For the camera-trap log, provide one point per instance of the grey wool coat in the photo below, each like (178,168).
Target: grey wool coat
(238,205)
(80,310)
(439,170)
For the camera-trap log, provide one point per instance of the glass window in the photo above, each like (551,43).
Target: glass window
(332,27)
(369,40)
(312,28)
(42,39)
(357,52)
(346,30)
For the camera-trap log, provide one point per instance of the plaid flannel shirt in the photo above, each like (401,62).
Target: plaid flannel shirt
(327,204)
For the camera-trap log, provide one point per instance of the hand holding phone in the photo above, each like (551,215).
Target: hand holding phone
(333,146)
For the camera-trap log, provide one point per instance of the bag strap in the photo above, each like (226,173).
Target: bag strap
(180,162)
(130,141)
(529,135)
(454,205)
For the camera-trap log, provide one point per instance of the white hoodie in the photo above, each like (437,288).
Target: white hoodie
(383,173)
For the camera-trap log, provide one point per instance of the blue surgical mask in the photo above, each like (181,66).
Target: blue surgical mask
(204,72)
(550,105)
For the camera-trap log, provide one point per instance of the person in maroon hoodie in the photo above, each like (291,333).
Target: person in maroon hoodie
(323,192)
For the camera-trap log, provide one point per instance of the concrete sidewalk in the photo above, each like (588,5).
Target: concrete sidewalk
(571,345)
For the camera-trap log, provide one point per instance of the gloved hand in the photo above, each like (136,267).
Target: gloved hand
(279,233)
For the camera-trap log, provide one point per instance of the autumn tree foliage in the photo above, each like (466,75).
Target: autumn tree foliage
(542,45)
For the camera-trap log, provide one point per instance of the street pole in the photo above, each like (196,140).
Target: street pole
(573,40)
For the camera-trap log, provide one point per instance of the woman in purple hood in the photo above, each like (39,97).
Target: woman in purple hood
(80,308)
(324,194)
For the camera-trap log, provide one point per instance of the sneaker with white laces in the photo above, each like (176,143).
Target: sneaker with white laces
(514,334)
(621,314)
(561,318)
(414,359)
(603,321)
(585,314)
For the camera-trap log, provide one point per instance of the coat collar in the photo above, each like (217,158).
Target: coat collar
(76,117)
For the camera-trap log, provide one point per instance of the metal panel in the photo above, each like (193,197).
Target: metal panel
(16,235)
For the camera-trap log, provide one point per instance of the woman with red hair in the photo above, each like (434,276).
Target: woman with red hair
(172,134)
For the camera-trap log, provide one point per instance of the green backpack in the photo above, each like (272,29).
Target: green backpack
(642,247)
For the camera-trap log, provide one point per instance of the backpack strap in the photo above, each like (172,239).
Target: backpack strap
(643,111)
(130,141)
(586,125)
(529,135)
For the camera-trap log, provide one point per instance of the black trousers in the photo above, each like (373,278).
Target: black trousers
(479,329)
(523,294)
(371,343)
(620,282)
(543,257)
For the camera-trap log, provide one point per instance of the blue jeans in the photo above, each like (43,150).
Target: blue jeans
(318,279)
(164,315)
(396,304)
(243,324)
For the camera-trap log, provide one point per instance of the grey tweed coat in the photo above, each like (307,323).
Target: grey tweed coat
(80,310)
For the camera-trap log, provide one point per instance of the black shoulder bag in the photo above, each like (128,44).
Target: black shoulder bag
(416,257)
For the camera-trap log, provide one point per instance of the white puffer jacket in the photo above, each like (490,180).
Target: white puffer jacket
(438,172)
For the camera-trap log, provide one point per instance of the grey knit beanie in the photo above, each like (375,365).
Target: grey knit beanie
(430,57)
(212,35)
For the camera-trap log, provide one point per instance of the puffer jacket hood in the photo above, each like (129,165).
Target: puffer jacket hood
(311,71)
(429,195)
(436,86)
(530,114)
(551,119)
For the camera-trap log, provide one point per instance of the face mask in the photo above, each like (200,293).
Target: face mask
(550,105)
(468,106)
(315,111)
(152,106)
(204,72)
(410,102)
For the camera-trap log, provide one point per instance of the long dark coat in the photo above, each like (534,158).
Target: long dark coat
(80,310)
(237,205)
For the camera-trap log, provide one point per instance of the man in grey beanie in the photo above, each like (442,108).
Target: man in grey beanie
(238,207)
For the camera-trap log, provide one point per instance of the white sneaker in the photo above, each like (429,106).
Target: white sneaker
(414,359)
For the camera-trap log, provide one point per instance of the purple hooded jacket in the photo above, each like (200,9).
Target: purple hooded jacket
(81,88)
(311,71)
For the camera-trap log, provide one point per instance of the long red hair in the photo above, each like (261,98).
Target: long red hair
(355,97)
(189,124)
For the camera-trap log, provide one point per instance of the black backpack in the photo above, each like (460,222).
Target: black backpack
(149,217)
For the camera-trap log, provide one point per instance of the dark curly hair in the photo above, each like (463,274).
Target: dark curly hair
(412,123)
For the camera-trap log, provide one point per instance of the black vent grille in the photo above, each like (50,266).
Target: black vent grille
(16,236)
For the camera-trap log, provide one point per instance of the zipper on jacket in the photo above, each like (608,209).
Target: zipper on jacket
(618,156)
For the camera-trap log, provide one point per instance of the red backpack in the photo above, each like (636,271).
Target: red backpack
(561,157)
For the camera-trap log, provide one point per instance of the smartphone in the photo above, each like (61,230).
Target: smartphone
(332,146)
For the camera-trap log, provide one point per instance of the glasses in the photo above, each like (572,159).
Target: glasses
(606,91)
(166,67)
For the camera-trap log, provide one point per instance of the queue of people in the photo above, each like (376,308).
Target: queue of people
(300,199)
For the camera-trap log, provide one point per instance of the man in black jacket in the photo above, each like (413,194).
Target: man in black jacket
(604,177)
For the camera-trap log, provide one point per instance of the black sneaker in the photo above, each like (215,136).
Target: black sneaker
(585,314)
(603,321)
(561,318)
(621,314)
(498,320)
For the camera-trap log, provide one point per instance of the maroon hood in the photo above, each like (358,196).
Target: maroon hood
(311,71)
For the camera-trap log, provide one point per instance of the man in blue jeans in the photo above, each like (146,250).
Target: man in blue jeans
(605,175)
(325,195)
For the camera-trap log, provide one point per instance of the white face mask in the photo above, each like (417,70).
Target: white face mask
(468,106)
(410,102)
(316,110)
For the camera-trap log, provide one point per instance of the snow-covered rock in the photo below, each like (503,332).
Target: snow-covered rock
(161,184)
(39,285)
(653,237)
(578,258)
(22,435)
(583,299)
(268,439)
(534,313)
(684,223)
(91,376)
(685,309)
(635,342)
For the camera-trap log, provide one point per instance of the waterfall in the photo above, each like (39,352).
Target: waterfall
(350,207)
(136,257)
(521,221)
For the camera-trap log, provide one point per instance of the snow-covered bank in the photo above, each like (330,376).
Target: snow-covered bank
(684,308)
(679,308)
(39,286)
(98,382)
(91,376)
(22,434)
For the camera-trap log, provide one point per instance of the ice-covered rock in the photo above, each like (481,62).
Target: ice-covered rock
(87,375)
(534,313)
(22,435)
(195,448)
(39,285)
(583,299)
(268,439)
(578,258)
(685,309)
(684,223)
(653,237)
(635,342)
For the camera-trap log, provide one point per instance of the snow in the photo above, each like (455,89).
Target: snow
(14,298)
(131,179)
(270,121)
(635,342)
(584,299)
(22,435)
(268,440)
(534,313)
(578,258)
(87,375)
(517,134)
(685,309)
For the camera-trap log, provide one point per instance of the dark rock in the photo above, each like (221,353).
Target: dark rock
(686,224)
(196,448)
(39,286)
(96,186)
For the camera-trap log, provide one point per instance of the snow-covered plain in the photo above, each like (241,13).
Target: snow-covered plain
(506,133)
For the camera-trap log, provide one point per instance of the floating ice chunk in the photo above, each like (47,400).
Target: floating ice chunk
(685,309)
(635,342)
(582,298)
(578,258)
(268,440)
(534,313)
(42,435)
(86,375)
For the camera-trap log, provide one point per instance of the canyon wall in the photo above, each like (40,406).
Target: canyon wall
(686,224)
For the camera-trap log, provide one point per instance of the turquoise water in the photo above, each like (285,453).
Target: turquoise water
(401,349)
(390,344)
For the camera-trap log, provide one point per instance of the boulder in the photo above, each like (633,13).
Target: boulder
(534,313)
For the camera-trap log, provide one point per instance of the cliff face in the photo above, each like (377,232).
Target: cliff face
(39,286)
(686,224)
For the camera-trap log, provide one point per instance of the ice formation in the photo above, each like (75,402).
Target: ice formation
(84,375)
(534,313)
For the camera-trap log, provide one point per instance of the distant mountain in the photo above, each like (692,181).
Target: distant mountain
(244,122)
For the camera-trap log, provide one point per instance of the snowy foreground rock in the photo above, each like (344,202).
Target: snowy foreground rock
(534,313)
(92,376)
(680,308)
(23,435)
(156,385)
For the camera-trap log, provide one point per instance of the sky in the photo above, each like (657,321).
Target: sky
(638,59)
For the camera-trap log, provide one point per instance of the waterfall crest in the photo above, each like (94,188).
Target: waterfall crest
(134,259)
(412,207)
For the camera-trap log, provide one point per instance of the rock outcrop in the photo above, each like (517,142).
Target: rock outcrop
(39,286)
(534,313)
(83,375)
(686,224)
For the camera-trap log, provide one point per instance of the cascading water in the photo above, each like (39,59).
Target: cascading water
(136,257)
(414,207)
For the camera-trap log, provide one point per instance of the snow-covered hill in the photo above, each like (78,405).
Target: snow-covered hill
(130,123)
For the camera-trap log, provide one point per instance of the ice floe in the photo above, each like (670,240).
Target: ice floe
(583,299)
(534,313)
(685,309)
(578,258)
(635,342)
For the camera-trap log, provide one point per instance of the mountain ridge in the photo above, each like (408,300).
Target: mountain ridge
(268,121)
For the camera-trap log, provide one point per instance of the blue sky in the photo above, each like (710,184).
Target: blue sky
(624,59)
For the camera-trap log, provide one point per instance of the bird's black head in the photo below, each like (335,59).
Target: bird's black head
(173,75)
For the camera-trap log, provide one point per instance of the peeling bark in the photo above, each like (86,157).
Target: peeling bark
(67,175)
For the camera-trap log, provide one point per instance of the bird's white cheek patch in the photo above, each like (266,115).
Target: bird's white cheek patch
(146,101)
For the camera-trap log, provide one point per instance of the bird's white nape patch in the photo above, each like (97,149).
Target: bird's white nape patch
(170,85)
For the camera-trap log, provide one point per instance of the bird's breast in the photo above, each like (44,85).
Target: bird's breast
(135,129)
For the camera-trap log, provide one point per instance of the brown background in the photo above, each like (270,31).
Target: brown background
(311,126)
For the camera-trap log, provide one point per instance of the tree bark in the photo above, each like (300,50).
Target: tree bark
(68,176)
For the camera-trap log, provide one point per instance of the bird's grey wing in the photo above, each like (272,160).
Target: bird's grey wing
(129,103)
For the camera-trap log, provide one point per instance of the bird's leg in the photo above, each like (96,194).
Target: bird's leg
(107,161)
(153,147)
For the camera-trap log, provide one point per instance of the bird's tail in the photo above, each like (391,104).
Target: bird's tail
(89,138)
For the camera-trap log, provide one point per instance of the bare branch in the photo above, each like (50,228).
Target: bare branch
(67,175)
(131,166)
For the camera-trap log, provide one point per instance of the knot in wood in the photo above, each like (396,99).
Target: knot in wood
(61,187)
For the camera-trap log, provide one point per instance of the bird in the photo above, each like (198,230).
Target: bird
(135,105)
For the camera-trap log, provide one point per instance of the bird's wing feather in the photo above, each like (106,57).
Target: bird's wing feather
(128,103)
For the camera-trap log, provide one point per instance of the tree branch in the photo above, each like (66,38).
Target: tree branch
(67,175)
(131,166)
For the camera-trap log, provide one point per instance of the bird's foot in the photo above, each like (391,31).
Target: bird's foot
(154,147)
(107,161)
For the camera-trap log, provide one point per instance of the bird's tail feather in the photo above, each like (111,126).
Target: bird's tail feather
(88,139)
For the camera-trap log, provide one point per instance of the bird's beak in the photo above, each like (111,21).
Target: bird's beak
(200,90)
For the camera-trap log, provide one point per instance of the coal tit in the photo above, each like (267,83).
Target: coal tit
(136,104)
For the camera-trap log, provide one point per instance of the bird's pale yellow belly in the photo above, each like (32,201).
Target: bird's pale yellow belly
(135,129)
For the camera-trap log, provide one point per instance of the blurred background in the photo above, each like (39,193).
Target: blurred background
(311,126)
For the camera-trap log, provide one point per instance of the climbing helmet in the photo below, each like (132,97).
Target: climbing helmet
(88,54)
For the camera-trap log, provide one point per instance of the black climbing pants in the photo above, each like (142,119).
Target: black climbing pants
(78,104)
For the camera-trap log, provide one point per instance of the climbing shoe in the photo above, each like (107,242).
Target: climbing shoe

----------------------------------------

The problem – In the listing above, find the line containing "each like (50,228).", then reproduce it and each line after it through the end, exactly and with nothing added.

Response to this task –
For the camera-trap log, provide one point per instance of the bare branch in the photo above, each like (50,228).
Target: bare branch
(67,175)
(131,166)
For the camera-trap log, provide one point per instance of the knot in wood in the photo above, each like (396,99).
Target: knot in wood
(61,187)
For the camera-trap log, provide one point per instance of the bird in the photo above, each like (198,230).
Target: bird
(135,105)
For the camera-trap log, provide one point per instance of the bird's wing feather in the photo above, each like (106,57).
Target: bird's wing feather
(128,103)
For the camera-trap log, provide one point per instance of the tree branch in the photo above, each like (66,38).
Target: tree branch
(67,175)
(131,166)
For the camera-trap log, provide one point per instance of the bird's foot in the photo above, each like (391,31).
Target: bird's foot
(154,147)
(107,161)
For the camera-trap log, provide one point per instance of the bird's tail feather in the photo above, each like (111,126).
Target: bird's tail feather
(88,139)
For the camera-trap log, provide one point per instance of the bird's beak in the photo above, each like (111,21).
Target: bird's beak
(200,90)
For the camera-trap log, provide one point per instance of the coal tit in the photo above, each like (267,83).
Target: coal tit
(136,104)
For the camera-trap log, provide one point per instance of the bird's pale yellow belly in the photo above, each like (32,201).
Target: bird's pale yellow belly
(135,129)
For the camera-trap log, provide one point per instance of the blurred background in the photo above, each like (39,193).
Target: blurred background
(311,126)
For the camera-trap log, provide one point per instance of the climbing helmet in the photo below, each like (132,97).
Target: climbing helmet
(88,54)
For the camera-trap log, provide one point per instance of the black climbing pants in the photo above, each like (142,119).
Target: black climbing pants
(78,104)
For the camera-trap log, provide one point per instance of the climbing shoe in the photo above, each like (107,242).
Target: climbing shoe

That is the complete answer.